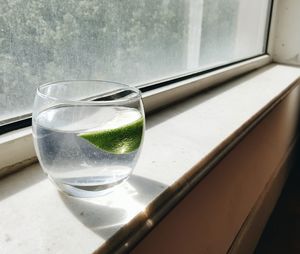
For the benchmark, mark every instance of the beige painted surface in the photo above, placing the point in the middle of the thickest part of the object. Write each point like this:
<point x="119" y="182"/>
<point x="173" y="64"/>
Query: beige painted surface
<point x="35" y="218"/>
<point x="285" y="37"/>
<point x="209" y="218"/>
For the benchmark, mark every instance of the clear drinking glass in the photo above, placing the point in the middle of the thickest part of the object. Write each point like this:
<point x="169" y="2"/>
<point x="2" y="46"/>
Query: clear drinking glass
<point x="88" y="134"/>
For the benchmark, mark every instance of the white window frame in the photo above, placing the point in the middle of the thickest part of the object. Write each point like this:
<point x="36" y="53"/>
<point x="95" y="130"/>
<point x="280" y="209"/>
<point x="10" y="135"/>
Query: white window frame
<point x="17" y="149"/>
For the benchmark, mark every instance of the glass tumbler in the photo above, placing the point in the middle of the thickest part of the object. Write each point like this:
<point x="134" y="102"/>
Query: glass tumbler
<point x="87" y="134"/>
---+---
**What needs to be done:** Rewrite the records from their start through the line containing "Query: beige painted surface", swapping "thickest part" for "widest part" and keeping everything else the same. Omit the pictures.

**Task response:**
For the benchmark, mark every instance of the beige painted surface in the photo above, placing the point in the middle of the widest part of the object. Write each point like this:
<point x="119" y="182"/>
<point x="173" y="64"/>
Query: beige painted surface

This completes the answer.